>> BEGIN Given records
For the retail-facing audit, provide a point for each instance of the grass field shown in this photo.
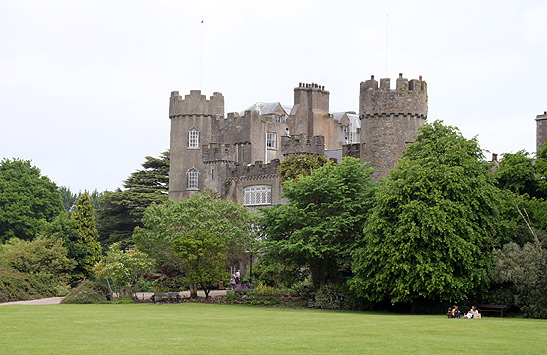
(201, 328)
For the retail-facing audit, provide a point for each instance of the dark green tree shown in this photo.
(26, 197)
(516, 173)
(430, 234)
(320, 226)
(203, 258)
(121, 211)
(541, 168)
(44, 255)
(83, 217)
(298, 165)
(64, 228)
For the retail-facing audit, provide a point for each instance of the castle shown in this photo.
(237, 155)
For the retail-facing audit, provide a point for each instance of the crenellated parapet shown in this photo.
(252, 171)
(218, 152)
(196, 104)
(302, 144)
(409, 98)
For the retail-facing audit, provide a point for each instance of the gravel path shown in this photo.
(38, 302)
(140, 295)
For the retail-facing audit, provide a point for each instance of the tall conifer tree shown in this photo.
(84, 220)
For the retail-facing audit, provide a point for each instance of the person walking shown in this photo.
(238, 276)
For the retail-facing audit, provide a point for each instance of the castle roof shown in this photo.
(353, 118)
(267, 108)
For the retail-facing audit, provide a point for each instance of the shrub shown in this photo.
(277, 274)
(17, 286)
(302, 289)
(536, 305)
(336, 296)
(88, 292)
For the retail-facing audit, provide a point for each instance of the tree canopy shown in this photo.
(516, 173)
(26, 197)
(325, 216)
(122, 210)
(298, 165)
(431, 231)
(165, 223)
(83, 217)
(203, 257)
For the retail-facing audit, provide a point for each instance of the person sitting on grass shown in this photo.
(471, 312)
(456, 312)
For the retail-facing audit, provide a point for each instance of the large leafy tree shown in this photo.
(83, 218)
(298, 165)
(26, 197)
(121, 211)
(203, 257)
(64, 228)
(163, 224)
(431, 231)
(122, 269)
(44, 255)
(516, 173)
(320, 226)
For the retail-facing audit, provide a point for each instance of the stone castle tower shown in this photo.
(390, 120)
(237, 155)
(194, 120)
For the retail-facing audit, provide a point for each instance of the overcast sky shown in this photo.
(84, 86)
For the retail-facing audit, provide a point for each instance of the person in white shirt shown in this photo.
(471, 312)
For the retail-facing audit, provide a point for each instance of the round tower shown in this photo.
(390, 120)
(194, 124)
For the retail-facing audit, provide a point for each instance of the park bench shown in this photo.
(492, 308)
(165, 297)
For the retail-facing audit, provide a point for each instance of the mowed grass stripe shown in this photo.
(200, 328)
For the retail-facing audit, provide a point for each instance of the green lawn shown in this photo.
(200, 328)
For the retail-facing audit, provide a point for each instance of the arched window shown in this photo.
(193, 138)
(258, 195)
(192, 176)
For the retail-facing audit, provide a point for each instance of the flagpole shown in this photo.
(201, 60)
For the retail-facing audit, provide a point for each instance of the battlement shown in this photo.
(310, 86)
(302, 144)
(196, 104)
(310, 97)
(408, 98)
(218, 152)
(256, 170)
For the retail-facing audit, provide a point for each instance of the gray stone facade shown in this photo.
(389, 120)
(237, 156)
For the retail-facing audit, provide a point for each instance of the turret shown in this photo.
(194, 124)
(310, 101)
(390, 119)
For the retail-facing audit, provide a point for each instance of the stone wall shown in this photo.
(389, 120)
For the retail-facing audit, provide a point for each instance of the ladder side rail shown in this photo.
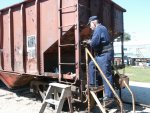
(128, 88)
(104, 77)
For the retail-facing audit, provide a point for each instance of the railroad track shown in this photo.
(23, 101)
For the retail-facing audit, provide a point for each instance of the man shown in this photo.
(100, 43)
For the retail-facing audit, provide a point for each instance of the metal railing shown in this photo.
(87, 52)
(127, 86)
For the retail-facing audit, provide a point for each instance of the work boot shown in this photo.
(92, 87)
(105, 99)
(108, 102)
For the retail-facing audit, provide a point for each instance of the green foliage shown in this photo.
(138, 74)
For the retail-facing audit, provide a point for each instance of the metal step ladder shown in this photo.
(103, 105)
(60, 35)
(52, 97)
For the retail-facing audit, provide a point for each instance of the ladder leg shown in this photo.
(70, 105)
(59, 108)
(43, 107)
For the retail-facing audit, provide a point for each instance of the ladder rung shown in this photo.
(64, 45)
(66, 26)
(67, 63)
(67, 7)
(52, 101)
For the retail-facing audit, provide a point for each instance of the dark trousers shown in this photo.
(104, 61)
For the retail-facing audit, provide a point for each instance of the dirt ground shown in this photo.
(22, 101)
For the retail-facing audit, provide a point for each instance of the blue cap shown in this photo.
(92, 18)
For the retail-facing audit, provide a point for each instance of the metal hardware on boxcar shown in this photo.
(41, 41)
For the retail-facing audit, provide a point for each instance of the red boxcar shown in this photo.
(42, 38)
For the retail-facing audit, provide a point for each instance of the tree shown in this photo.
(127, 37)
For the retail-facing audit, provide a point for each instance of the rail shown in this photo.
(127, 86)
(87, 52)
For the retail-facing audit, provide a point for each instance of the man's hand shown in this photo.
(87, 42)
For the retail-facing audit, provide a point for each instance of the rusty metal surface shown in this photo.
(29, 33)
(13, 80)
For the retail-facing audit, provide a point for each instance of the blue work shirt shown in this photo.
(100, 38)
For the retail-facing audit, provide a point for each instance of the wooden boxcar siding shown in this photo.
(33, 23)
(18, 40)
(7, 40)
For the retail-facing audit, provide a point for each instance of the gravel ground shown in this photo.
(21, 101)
>> END Given records
What needs to be done ->
Without including any pictures, please restate all the records exactly.

Exercise answer ->
For the retail-facing audit, provide a point for each instance of the grass field shown in this photo.
(201, 328)
For the retail-facing audit, provide a point for each instance of the dark green tree shown in this photo.
(26, 197)
(516, 173)
(430, 234)
(320, 226)
(203, 258)
(121, 211)
(541, 168)
(44, 255)
(83, 217)
(298, 165)
(64, 228)
For the retail-facing audit, provide a point for each instance of the castle shown in this photo.
(237, 155)
For the retail-facing audit, provide a point for each instance of the crenellated parapet shown in this photo.
(252, 171)
(218, 152)
(196, 104)
(302, 144)
(409, 98)
For the retail-facing audit, provide a point for each instance of the gravel path shown in this photo.
(38, 302)
(140, 295)
For the retail-facing audit, provide a point for each instance of the tall conifer tree shown in this photo.
(84, 220)
For the retail-facing audit, provide a point for each instance of the person walking shown in this photo.
(238, 276)
For the retail-facing audit, provide a point for each instance of the castle roof shown in this photo.
(353, 118)
(267, 108)
For the retail-facing audit, provide a point for each instance of the shrub shown in this photo.
(277, 274)
(17, 286)
(302, 289)
(536, 305)
(336, 296)
(88, 292)
For the retail-facing audit, provide a point for each instance of the tree canopy shown in this photo.
(516, 173)
(26, 197)
(325, 216)
(122, 210)
(298, 165)
(431, 231)
(165, 223)
(83, 217)
(203, 257)
For the retail-facing audit, provide a point for each instance of the person sitting on grass shown in this photo.
(471, 312)
(456, 312)
For the retail-facing audit, provide a point for each instance of the large leafy tree shown in this photo.
(83, 218)
(298, 165)
(26, 197)
(121, 211)
(203, 257)
(64, 228)
(163, 224)
(431, 231)
(122, 269)
(44, 255)
(516, 173)
(320, 226)
For the retail-facing audit, provide a point for each instance of the stone castle tower shown in this photo.
(390, 120)
(237, 155)
(194, 120)
For the retail-facing audit, provide a point for each instance of the overcast sky shown in this photo.
(84, 86)
For the retail-facing audit, provide a point for each instance of the person in white shirt shown in this photo.
(471, 312)
For the retail-facing audit, provide a point for each instance of the round tower shown in this photo.
(390, 120)
(194, 124)
For the retail-facing audit, provide a point for each instance of the park bench shown in this photo.
(492, 308)
(165, 297)
For the retail-facing audit, provide a point for each instance of the mowed grass stripe shown in this photo.
(200, 328)
For the retail-facing audit, provide a point for each instance of the green lawn shown in this photo.
(200, 328)
For the retail-facing audit, provide a point for each instance of the arched window shown in this photo.
(193, 138)
(258, 195)
(192, 176)
For the retail-facing audit, provide a point for each instance of the flagpole shown in this photo.
(201, 60)
For the retail-facing audit, provide a point for each instance of the battlement shown in this photo.
(310, 86)
(302, 144)
(196, 104)
(310, 97)
(408, 98)
(218, 152)
(256, 170)
For the retail-facing audit, provide a point for each instance of the gray stone facade shown in this photo.
(389, 120)
(237, 156)
For the retail-facing audit, provide a point for each instance of the turret shown in this photo.
(194, 124)
(310, 101)
(390, 119)
For the retail-facing audit, provide a point for each instance of the stone wall shown in this photo.
(389, 120)
For the retail-facing audit, provide a point for each instance of the ladder side rail shown in this photo.
(128, 88)
(104, 77)
For the retail-facing audit, provide a point for each instance of the railroad track shown in this photo.
(23, 101)
For the retail-facing audit, provide a point for each instance of the man shown in this photo.
(100, 43)
For the retail-facing audit, provide a point for each instance of the metal railing shown in this photo.
(87, 52)
(127, 86)
For the retail-facing audit, provide a point for each instance of the work boot shown in this photo.
(92, 87)
(105, 99)
(108, 102)
For the retail-facing audit, provide a point for each instance of the green foliage shown in this photo.
(138, 74)
For the retail-facing audit, provide a point for each instance of the metal step ladder shown in this photo.
(103, 105)
(60, 35)
(52, 97)
For the retail-facing audit, provide a point for each instance of the ladder leg shown in this photo.
(70, 105)
(59, 108)
(43, 107)
For the retail-facing audit, provide a point for each instance of the ladder rung shown in this photo.
(64, 45)
(66, 26)
(67, 63)
(67, 7)
(52, 101)
For the retail-facing audit, provide a point for each instance of the dark trousers shown in this photo.
(104, 61)
For the retail-facing audit, provide a point for each instance of the dirt ground shown in this photo.
(22, 101)
For the retail-facing audit, provide a point for each instance of the blue cap shown in this photo.
(92, 18)
For the retail-facing audit, provide a point for each instance of the metal hardware on boxcar shown in this photo.
(41, 41)
For the retail-facing audit, provide a point for each instance of the red boxcar shown in this photo.
(42, 38)
For the retail-facing audit, provide a point for each instance of the tree shown in this photo.
(127, 37)
For the retail-facing audit, provide a point for each instance of the rail shown in this photo.
(127, 86)
(87, 52)
For the retail-facing audit, provide a point for each instance of the man's hand shown in this photo.
(87, 42)
For the retail-facing audit, provide a point for each instance of the rusty metal surface shown in this photo.
(29, 33)
(13, 80)
For the retail-facing audit, provide a point for each instance of the blue work shirt shown in this photo.
(100, 38)
For the retail-facing audit, provide a point for each instance of the wooden boxcar siding shown in this photo.
(33, 23)
(18, 40)
(7, 40)
For the retail-facing audit, provide a point for each instance of the gravel ground shown in this photo.
(21, 101)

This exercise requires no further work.